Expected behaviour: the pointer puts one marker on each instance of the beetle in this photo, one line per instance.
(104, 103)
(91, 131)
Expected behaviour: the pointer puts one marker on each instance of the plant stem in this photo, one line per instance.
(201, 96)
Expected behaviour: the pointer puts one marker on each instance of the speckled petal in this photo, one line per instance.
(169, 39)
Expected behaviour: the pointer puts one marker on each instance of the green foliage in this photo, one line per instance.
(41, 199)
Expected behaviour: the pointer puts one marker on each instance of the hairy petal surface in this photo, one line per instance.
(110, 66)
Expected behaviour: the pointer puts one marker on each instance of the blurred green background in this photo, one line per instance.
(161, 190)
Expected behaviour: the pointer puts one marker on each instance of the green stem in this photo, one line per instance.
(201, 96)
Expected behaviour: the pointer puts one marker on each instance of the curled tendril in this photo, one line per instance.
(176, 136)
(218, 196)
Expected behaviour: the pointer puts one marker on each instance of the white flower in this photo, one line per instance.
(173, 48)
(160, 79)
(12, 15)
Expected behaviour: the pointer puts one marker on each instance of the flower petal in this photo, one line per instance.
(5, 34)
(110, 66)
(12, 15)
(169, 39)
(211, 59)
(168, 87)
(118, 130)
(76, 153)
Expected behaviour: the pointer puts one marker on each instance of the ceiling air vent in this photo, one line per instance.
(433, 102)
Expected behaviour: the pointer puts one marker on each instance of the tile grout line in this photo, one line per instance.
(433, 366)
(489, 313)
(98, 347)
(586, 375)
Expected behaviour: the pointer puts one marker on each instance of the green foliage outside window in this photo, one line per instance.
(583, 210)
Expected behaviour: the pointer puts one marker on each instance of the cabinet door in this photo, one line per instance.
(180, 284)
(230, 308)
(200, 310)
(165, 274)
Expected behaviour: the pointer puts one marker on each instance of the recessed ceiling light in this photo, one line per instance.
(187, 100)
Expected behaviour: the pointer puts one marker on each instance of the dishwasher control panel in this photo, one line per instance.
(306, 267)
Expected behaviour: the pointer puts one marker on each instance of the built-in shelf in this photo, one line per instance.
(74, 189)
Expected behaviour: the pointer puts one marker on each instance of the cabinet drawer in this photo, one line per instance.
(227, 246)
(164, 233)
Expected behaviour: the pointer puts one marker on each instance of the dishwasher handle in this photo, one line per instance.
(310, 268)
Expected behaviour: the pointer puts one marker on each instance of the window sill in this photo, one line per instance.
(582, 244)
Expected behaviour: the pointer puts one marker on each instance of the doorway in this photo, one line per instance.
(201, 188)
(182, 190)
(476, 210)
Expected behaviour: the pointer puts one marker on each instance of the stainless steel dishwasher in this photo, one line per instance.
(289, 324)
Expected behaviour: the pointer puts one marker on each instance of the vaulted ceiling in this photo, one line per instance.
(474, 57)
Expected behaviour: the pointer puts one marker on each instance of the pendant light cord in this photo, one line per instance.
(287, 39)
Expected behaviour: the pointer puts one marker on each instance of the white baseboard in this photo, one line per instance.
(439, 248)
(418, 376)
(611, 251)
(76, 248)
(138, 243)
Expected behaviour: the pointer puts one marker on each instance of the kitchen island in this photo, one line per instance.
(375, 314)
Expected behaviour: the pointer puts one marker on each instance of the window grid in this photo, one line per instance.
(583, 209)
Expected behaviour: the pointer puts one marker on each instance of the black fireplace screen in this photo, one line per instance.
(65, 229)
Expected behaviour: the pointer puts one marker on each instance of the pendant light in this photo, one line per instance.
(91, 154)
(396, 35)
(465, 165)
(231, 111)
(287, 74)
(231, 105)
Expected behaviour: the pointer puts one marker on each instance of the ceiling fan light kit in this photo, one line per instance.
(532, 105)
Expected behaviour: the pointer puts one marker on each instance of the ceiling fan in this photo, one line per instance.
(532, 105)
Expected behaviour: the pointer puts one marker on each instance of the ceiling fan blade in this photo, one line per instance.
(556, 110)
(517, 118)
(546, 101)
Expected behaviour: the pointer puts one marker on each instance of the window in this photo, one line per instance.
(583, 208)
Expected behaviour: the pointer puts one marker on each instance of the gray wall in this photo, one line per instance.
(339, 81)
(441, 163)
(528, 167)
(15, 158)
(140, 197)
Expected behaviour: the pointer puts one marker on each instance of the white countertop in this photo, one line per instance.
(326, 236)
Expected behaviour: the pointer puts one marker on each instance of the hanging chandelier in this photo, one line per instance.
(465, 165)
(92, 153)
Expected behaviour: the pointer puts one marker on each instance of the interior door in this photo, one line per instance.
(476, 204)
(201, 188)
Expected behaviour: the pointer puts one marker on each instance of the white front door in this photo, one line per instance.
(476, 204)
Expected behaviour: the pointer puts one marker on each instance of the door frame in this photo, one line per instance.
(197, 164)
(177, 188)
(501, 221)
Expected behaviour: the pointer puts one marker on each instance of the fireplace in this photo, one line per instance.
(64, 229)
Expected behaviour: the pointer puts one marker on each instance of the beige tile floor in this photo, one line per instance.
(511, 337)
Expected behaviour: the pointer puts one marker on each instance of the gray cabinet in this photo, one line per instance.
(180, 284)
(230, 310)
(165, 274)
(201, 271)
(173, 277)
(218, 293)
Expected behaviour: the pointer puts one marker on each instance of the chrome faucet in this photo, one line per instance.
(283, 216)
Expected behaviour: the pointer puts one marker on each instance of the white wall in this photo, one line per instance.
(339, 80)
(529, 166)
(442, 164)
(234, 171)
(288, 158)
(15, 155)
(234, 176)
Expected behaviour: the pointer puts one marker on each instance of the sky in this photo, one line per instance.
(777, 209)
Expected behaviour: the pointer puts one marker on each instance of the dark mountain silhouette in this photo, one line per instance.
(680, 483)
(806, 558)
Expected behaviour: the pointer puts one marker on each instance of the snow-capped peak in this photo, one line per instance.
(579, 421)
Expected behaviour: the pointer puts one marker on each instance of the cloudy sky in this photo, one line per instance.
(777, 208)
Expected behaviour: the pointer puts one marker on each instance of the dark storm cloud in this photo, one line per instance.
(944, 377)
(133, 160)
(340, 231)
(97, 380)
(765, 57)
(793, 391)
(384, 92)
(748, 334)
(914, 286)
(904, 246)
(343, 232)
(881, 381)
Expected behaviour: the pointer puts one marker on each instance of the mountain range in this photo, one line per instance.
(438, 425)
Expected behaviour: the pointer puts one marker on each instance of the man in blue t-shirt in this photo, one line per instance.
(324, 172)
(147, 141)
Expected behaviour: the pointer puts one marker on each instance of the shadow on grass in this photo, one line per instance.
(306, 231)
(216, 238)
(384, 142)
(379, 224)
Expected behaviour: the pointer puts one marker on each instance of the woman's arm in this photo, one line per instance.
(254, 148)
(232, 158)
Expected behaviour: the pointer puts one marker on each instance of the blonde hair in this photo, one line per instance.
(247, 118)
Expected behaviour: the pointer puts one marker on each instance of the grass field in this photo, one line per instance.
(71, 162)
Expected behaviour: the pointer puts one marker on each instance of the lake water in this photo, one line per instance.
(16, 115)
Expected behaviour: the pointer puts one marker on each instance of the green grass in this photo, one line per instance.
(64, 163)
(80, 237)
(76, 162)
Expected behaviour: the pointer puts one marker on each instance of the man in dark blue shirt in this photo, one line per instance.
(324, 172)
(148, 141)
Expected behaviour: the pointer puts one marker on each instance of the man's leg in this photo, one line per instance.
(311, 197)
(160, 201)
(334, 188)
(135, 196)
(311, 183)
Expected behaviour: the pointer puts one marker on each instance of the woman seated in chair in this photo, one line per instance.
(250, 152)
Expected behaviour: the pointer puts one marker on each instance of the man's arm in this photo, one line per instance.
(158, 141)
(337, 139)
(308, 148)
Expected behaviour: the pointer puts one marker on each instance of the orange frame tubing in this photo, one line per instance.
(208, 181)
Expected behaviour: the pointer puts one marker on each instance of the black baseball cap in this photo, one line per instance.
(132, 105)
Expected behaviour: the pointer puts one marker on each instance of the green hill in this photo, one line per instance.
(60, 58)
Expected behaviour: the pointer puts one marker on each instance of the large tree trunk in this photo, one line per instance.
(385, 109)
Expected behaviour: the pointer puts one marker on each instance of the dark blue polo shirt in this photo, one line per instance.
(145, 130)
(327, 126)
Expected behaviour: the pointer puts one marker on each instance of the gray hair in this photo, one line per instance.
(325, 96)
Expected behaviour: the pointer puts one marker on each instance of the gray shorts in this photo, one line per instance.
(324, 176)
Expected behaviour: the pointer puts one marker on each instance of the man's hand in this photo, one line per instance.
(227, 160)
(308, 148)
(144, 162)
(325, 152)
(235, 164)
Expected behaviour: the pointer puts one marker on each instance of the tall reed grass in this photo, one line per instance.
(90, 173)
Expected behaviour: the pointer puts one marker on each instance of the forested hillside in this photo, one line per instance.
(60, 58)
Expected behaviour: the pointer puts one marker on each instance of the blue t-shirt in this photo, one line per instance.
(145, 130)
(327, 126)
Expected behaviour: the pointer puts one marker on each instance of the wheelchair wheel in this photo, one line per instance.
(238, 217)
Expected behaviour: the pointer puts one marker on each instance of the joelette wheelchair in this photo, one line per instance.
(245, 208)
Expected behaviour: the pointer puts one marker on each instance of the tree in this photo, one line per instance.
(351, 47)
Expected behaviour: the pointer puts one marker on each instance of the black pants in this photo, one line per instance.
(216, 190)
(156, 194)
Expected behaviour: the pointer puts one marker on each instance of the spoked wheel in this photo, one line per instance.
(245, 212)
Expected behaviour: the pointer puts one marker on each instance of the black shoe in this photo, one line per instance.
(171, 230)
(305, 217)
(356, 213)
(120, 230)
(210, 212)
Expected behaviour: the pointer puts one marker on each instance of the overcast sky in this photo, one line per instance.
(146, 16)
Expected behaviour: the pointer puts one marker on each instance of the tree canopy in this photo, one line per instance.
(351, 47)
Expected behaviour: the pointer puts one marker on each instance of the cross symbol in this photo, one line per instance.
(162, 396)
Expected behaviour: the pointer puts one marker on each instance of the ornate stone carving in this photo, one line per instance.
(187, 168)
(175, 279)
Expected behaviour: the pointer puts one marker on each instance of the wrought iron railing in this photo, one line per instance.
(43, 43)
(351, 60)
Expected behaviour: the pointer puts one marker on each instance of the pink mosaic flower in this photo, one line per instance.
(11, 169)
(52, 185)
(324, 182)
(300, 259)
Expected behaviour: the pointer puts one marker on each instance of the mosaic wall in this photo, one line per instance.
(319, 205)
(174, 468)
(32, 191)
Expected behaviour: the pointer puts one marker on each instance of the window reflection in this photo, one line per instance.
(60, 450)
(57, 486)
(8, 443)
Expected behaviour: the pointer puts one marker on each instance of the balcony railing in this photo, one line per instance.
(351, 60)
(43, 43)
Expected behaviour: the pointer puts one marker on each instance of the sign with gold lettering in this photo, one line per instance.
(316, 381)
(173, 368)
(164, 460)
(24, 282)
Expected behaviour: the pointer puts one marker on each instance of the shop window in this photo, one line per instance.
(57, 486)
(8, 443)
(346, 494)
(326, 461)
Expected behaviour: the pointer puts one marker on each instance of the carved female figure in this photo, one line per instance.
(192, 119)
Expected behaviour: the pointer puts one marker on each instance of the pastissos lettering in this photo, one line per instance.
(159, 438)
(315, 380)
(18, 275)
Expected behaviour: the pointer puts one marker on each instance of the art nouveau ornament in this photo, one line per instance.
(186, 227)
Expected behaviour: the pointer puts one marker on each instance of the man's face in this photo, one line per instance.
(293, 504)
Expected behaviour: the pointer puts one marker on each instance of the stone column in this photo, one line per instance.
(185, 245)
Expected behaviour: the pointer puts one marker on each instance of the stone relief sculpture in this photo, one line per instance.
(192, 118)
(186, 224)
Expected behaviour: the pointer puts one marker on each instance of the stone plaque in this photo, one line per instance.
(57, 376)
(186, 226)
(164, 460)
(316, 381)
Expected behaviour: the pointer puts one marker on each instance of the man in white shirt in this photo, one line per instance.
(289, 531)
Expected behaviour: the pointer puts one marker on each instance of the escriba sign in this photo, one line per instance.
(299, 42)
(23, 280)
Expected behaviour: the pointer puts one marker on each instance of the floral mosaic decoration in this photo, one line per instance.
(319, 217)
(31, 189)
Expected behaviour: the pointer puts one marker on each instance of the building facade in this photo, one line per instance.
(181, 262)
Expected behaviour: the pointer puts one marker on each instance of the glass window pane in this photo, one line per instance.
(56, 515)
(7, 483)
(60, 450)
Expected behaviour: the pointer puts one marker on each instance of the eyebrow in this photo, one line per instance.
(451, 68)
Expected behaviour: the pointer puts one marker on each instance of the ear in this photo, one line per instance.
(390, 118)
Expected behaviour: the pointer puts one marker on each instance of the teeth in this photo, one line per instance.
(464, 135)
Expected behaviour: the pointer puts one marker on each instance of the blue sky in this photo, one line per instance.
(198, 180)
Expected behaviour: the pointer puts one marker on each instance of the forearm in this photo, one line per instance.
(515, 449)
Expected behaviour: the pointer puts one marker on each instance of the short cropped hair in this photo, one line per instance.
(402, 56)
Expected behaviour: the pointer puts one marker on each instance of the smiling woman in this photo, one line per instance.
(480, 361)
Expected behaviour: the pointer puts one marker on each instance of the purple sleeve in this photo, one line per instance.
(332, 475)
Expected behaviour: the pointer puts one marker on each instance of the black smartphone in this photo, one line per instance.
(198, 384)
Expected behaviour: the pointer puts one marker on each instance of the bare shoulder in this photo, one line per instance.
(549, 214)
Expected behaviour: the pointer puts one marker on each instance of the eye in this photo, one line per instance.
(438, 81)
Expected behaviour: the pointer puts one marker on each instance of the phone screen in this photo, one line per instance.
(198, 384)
------------
Render every line from the one containing "woman in this photo, one line per instance." through the end of the records as a Markdown table with two columns, Row and Text, giving each nonblank line its own numbered row.

| Row | Text |
|---|---|
| 1 | Expected behaviour: the pointer puts one marker on each instance of the smiling woman in this photo, one line per instance. |
| 2 | (480, 361) |
| 3 | Expected behaviour: the pointer puts one marker on each instance of the purple sleeve in this photo, one line per instance. |
| 4 | (332, 475) |
| 5 | Expected behaviour: the pointer puts one marker on each instance of the black smartphone in this photo, one line per instance. |
| 6 | (198, 384) |
| 7 | Expected behaviour: the pointer puts one marker on each instance of the bare shoulder in this photo, one line per instance. |
| 8 | (549, 214) |
| 9 | Expected behaviour: the pointer puts one marker on each instance of the eye in this photo, one line per instance. |
| 10 | (438, 81) |
| 11 | Expected behaviour: the pointer puts one marker on each instance of the phone screen in this photo, one line per instance. |
| 12 | (198, 384) |